Start of Record extracts

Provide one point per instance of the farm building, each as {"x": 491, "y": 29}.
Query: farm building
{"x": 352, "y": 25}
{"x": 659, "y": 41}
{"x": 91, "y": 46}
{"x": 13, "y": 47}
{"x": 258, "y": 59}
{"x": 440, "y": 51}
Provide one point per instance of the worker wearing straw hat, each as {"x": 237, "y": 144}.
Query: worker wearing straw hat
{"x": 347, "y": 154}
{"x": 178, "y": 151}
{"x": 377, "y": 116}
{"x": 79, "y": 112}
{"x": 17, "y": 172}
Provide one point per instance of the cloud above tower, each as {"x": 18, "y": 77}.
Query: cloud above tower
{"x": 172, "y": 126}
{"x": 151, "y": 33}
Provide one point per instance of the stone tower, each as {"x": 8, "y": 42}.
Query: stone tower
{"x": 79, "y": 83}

End of Record extracts

— Problem to solve —
Rewrite all the items above in full, requests included, raising every x and y coordinate in the answers by 40. Leave the request lines and their format samples unchanged.

— Correct answer —
Provide one point per instance of the farm building, each as {"x": 491, "y": 29}.
Query: farm building
{"x": 392, "y": 65}
{"x": 699, "y": 81}
{"x": 131, "y": 86}
{"x": 53, "y": 87}
{"x": 298, "y": 99}
{"x": 480, "y": 91}
Provide one point per instance of the worker wearing straw hat, each as {"x": 237, "y": 144}.
Query: worker wearing straw hat
{"x": 387, "y": 194}
{"x": 218, "y": 191}
{"x": 417, "y": 156}
{"x": 119, "y": 152}
{"x": 57, "y": 212}
Provide one point per instance of the cloud above tower, each as {"x": 18, "y": 77}.
Query: cloud above tower
{"x": 212, "y": 166}
{"x": 191, "y": 73}
Provide one point per instance of the stone tower, each as {"x": 8, "y": 42}.
Query: stone tower
{"x": 119, "y": 123}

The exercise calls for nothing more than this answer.